● **Given request 1**
Translate this sentence from the WD VelociRaptor thread into Spanish: "The 300GB is apparently available in both backplate-ready and standard versions."
● **Given request 2**
From the WD VelociRaptor thread, write out the stretch from "thats exactly what" through "for RAID 0.".

──────── Selected excerpt ────────

# WD VelociRaptor Questions



## PGR (Oct 5, 2008)

Hi everybody:

WD only lists the 150GB VelociRaptor in a *backplate-ready* version. The 300GB is apparently available in both backplate-ready and standard versions.

What, exactly, does *backplate-ready* mean? Can backplate-ready drives be installed in a conventional manner too? Is there any advantage or disadvantage to using a backplate-ready drive instead of a conventional one?

These are questions I can't seem to find answers to, but I'll bet someone in this forum knows. 

Pete


----------



## KBD (Oct 5, 2008)

Actually i just looked at their site and they have 3 versions available:

2.5", 3.5" backlplane ready, 3.5" SATA-cable connect

the 3.5" SATA-cable connect is model: WD3000GLFS. It has a heatsink and a non-standard SATA connector location

the 2.5" is the enterprise version without heatsink, model numbers: WD3000BLFS & WD1500BLFS 

And finally the 3.5" backplane-ready comes with new heatsink and  standard SATA connector location. Those are model numbers: WD3000HLFS, WD1500HLFS and the 74GB version not listed but available - WD740HLFS

Thats the difference between them AFAIK.


----------



## PGR (Oct 5, 2008)

It's interesting to note that *all* the 3.5" VelociRaptor drives are 2.5" drives in a 3.5" enterprise-class mounting frame. I'm also quite sure that the 74GB version has been discontinued and the only ones still available are items in stock somewhere.

I'd still like to know what "backplate-ready" means. Is it a different kind of mounting configuration? The standard kind of mounting configuration? Something entirely different? Lord knows Google hasn't heoped me answer that question, but I may be using the wrong search criteria. 

Pete


----------



## Disparia (Oct 5, 2008)

In this case it means that it's connectors are placed as they would be on a standard 3.5" drive, so it can be used in 3.5" swap bays.


----------



## KBD (Oct 5, 2008)

Jizzler said:


> In this case it means that it's connectors are placed as they would be on a standard 3.5" drive, so it can be used in 3.5" swap bays.



thats exactly what i thought

In regards to the 74GB version being discontinued i'm not aware of that, a number of stores carry it. They just came out with it so id be very surprised if it was discontinued. Im actually getting 2 of them for RAID 0.


----------



## PGR (Oct 5, 2008)

Jizzler said:


> In this case it means that it's connectors are placed as they would be on a standard 3.5" drive, so it can be used in 3.5" swap bays.


Does that, in turn, mean that the backplate-ready 3.5" drives can be used in standard 3.5" internal drive bays like those found in a common ATX Mid Tower Computer Case like my Antec P180?

I'm really not trying to be difficult. I simply want to be sure that I completely understand this before I order.

──────── Record excerpts ────────

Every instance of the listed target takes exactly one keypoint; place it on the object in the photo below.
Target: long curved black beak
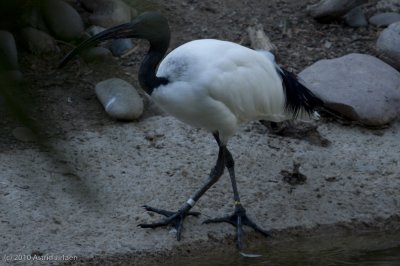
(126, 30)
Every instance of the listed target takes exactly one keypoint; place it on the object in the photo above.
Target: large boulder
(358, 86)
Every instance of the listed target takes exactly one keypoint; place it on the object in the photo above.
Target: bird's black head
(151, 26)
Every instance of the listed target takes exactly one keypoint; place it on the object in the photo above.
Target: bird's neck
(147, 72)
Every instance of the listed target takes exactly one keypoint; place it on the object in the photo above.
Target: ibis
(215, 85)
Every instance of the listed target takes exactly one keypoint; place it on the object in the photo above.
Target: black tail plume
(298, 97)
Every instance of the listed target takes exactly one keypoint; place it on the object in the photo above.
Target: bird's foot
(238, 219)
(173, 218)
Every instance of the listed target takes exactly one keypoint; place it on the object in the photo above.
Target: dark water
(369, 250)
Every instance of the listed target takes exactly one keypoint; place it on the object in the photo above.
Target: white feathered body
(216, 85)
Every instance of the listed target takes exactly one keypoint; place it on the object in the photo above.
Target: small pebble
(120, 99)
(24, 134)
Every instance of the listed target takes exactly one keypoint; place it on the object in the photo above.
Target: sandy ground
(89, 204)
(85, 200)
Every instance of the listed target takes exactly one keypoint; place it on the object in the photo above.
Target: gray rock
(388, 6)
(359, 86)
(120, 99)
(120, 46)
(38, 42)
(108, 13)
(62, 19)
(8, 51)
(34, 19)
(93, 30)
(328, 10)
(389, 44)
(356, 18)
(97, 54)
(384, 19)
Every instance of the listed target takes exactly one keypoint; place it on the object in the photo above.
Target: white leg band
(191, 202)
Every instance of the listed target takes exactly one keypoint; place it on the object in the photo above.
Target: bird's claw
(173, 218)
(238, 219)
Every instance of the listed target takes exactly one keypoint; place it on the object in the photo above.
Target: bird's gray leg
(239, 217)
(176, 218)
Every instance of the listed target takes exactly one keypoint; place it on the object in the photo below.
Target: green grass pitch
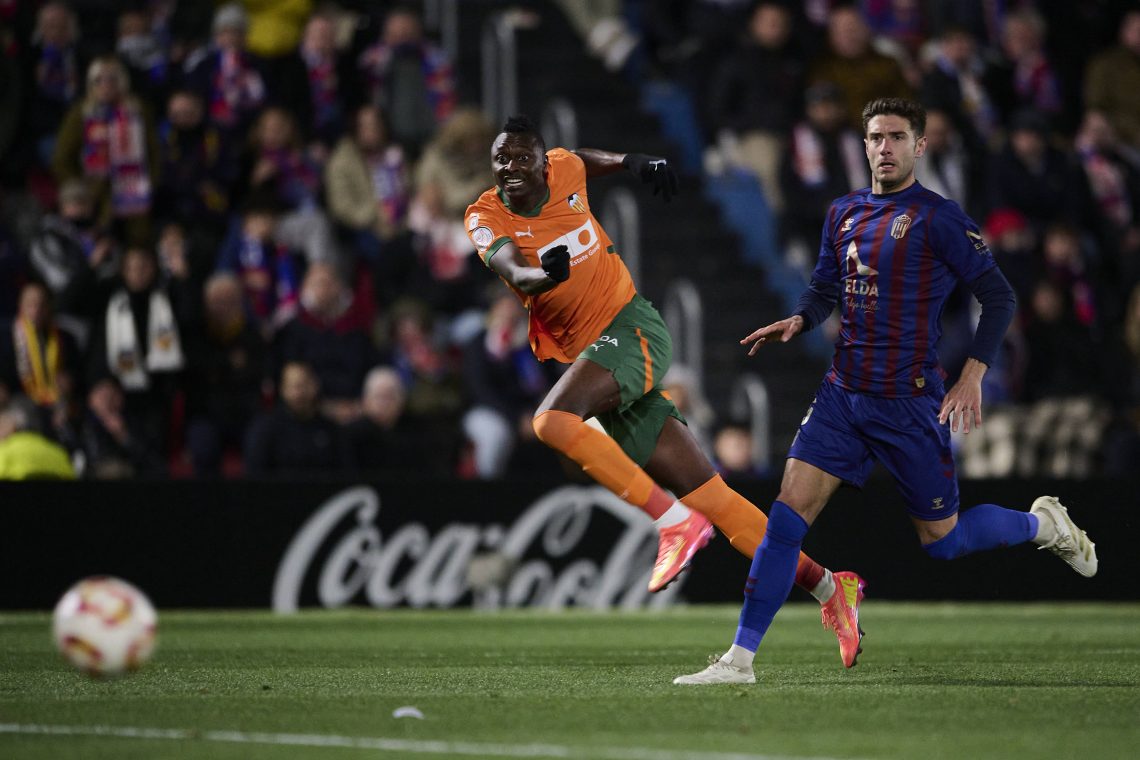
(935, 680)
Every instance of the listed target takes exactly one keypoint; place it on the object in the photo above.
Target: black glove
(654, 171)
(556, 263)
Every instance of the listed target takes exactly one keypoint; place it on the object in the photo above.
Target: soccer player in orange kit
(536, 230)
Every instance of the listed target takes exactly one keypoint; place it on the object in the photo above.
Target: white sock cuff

────────

● **Correct response 1**
Al parecer, el de 300GB está disponible tanto en versión preparada para placa posterior como en versión estándar.

● **Correct response 2**
thats exactly what i thought

In regards to the 74GB version being discontinued i'm not aware of that, a number of stores carry it. They just came out with it so id be very surprised if it was discontinued. Im actually getting 2 of them for RAID 0.